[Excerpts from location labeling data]
◇ ◇ ◇ ◇ ◇ ◇ ◇

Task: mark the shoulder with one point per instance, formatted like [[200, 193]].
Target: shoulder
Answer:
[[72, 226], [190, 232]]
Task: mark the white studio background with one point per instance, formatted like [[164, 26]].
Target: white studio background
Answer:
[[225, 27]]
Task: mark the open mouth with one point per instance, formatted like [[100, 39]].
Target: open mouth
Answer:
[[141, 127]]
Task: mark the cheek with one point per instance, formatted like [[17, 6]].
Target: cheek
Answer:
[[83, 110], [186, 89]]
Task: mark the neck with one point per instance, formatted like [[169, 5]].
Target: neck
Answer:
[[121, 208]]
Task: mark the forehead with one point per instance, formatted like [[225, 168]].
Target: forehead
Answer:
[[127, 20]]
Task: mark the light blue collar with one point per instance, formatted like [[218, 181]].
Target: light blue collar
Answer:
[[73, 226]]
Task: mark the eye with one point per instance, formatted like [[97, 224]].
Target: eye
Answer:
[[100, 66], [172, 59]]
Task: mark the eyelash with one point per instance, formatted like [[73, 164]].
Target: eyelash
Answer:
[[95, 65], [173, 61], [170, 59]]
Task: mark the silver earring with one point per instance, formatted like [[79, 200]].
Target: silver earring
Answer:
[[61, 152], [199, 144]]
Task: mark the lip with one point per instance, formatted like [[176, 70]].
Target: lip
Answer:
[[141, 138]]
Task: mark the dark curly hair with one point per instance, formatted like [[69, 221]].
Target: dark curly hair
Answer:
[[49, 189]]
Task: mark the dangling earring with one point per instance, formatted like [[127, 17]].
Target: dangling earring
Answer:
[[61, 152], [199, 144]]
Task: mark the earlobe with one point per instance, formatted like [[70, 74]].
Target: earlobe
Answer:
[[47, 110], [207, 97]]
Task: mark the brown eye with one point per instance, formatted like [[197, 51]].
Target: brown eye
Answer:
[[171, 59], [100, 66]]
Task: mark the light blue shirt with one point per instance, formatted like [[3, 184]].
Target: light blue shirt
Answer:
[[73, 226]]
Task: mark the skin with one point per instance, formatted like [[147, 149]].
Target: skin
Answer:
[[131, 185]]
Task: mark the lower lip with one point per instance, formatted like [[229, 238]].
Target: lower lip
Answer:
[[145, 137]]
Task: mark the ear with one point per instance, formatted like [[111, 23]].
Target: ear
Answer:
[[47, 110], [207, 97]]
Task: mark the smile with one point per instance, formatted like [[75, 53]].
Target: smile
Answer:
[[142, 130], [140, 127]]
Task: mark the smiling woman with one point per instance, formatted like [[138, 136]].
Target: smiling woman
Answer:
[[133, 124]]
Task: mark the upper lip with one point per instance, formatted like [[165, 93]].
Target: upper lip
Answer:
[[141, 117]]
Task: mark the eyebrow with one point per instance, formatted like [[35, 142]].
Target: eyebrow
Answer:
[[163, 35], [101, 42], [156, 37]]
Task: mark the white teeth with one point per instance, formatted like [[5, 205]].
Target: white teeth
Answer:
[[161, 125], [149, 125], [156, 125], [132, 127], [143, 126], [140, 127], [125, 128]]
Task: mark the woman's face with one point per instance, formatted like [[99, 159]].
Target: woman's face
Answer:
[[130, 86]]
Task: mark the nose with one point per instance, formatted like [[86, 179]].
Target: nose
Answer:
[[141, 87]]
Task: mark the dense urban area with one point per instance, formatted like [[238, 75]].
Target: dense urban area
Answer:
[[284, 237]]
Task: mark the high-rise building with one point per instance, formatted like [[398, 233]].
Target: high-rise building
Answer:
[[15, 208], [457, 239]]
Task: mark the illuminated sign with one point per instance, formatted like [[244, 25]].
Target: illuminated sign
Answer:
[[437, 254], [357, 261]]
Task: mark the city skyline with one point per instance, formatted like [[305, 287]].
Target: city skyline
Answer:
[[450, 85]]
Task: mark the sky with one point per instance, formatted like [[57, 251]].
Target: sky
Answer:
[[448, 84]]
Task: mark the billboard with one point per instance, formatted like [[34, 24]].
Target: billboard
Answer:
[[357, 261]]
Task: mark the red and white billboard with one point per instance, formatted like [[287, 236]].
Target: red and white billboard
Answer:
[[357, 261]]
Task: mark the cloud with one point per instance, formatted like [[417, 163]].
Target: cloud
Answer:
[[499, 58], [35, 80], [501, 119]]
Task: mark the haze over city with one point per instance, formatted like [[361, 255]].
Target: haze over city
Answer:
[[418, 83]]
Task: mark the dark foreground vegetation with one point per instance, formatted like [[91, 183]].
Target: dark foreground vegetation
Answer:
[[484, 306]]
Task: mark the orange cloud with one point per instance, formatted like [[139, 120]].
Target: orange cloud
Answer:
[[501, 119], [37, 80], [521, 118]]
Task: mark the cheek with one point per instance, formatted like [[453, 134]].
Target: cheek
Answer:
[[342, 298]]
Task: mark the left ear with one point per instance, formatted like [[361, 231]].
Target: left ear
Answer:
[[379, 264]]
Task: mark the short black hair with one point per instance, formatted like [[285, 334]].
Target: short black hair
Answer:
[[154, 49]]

◇ ◇ ◇ ◇ ◇ ◇ ◇

**EXERCISE DIRECTIONS**
Format all the items above as a numbered list, one line per number, and leave out any blank lines.

**ANSWER TO THIS TASK**
1. Task: mark the shoulder with one point per instance, formatted like [[200, 193]].
2. Target: shoulder
3. Answer:
4. [[72, 226], [190, 232]]
5. Task: mark the white studio background with one point per instance, formatted like [[164, 26]].
6. Target: white studio background
7. Answer:
8. [[225, 27]]
9. Task: mark the open mouth with one point per instance, formatted like [[100, 39]].
10. Target: open mouth
11. Answer:
12. [[141, 127]]
13. Task: mark the cheek with one point per instance, formatted like [[17, 6]].
14. Target: cheek
15. Answer:
16. [[83, 110], [186, 89]]
17. Task: mark the neck with one point per instance, formatted like [[169, 5]].
18. Target: neck
19. Answer:
20. [[121, 208]]
21. Task: mark the forehead with one point per instance, formatted like [[225, 168]].
22. Target: forehead
23. Answer:
24. [[127, 20]]
25. Task: mark the light blue collar with one point per instance, formatted like [[218, 181]].
26. Target: light blue collar
27. Answer:
28. [[73, 226]]
29. Task: mark the eye with one point per instance, formatted like [[97, 224]].
30. Target: eye
31. Answer:
32. [[100, 66], [172, 59]]
33. Task: mark the eyelash with one point per instance, formatted like [[73, 164]].
34. Target: eyelash
35. Answer:
36. [[95, 65], [173, 61], [170, 59]]
37. Task: mark the silver earring with one point per instance, formatted like [[79, 200]].
38. Target: silver earring
39. Answer:
40. [[61, 152], [199, 144]]
41. Task: mark the lip with one point per instance, formatted like [[176, 70]].
42. Target: lip
43. Answer:
44. [[141, 138]]
45. Task: mark the dark curly hair with one point per instance, formatted like [[69, 221]].
46. Target: dark curly hair
47. Answer:
48. [[49, 189]]
49. Task: mark the dangling earring with one point per instance, formatted like [[127, 17]].
50. Target: dangling earring
51. Answer:
52. [[61, 152], [199, 144]]
53. Task: mark the earlobe with one point per instance, formatted like [[70, 74]].
54. Target: earlobe
55. Answer:
56. [[47, 110], [207, 97]]
57. Task: mark the brown eye with one point per instance, formatted like [[197, 51]].
58. Target: brown eye
59. Answer:
60. [[171, 59], [100, 66]]
61. Task: mark the light blue shirt with one point per instance, formatted like [[3, 184]].
62. Target: light blue shirt
63. Answer:
64. [[73, 226]]
65. Task: mark the skin with one point per instance, formatted like [[147, 149]].
66. Target: skin
67. Answer:
68. [[131, 185]]
69. Task: mark the lower lip with one point per instance, formatted like [[229, 238]].
70. Target: lower lip
71. Answer:
72. [[145, 137]]
73. Task: mark the ear with one point per instance, formatted like [[111, 23]].
74. Target: ear
75. Answer:
76. [[47, 110], [207, 97]]
77. Task: mark the smile with one point per instance, formatted like [[75, 53]].
78. Target: smile
79. Answer:
80. [[142, 130], [140, 127]]
81. Task: mark the smiling woman with one point per instance, formatted like [[138, 136]].
82. Target: smiling woman
83. Answer:
84. [[133, 124]]
85. Task: mark the upper lip with one point per instance, formatted like [[165, 93]].
86. Target: upper lip
87. Answer:
88. [[141, 117]]
89. Task: mark the eyebrow with one point per instance, formatted like [[35, 142]].
90. Target: eyebrow
91. Answer:
92. [[163, 35], [101, 42], [156, 37]]
93. Task: mark the white teeth with one point per instance, formatted like [[5, 205]].
94. Target: white teeth
95. Answer:
96. [[161, 125], [149, 125], [156, 125], [132, 127], [143, 126], [140, 127], [125, 128]]
97. Task: mark the woman's face with one point per instance, formatted like [[99, 159]].
98. Target: woman's face
99. Answer:
100. [[130, 86]]
101. Task: mark the nose with one point per instance, formatted like [[86, 179]].
102. Target: nose
103. Answer:
104. [[141, 87]]
105. Task: mark the dense urban area with one point per instance, formatted like [[238, 75]].
106. Target: dense urban area
107. Answer:
108. [[284, 237]]
109. Task: mark the high-rise building with one point per instance, formatted like [[398, 233]].
110. Target: high-rise building
111. Answer:
112. [[15, 208], [457, 239]]
113. Task: mark the illuminated sign with one point per instance, formatted like [[244, 25]].
114. Target: illuminated sign
115. Answer:
116. [[437, 254], [357, 261]]
117. Task: mark the city skyline with one point per instance, formatted like [[305, 287]].
118. Target: city skyline
119. Answer:
120. [[450, 85]]
121. Task: mark the sky with one point per instance, formatted like [[57, 251]].
122. Target: sky
123. Answer:
124. [[448, 84]]
125. Task: mark the billboard with one point per instance, formatted like [[34, 24]].
126. Target: billboard
127. Answer:
128. [[357, 261]]
129. Task: mark the red and white billboard with one point per instance, formatted like [[287, 236]].
130. Target: red and white billboard
131. Answer:
132. [[357, 261]]
133. Task: mark the cloud with one point per instance, formatted like [[417, 163]].
134. Target: cloud
135. Answer:
136. [[499, 58], [35, 80], [501, 119]]
137. Task: mark the haze over city with one point per instance, formatted like [[361, 255]].
138. Target: haze over city
139. Answer:
140. [[418, 83]]
141. Task: mark the dark foreground vegetation with one point per instance, formatted like [[91, 183]].
142. Target: dark foreground vegetation
143. Answer:
144. [[484, 306]]
145. Task: mark the orange cloud with one point per instance, formatted like [[139, 120]].
146. Target: orange cloud
147. Answer:
148. [[501, 119], [37, 80], [521, 118]]
149. Task: mark the cheek with one point per instance, formatted like [[453, 134]].
150. Target: cheek
151. Answer:
152. [[342, 298]]
153. Task: mark the left ear with one point per instance, formatted like [[361, 231]].
154. Target: left ear
155. Answer:
156. [[379, 264]]
157. Task: mark the short black hair with one point per instance, formatted like [[285, 334]].
158. Target: short black hair
159. Answer:
160. [[154, 49]]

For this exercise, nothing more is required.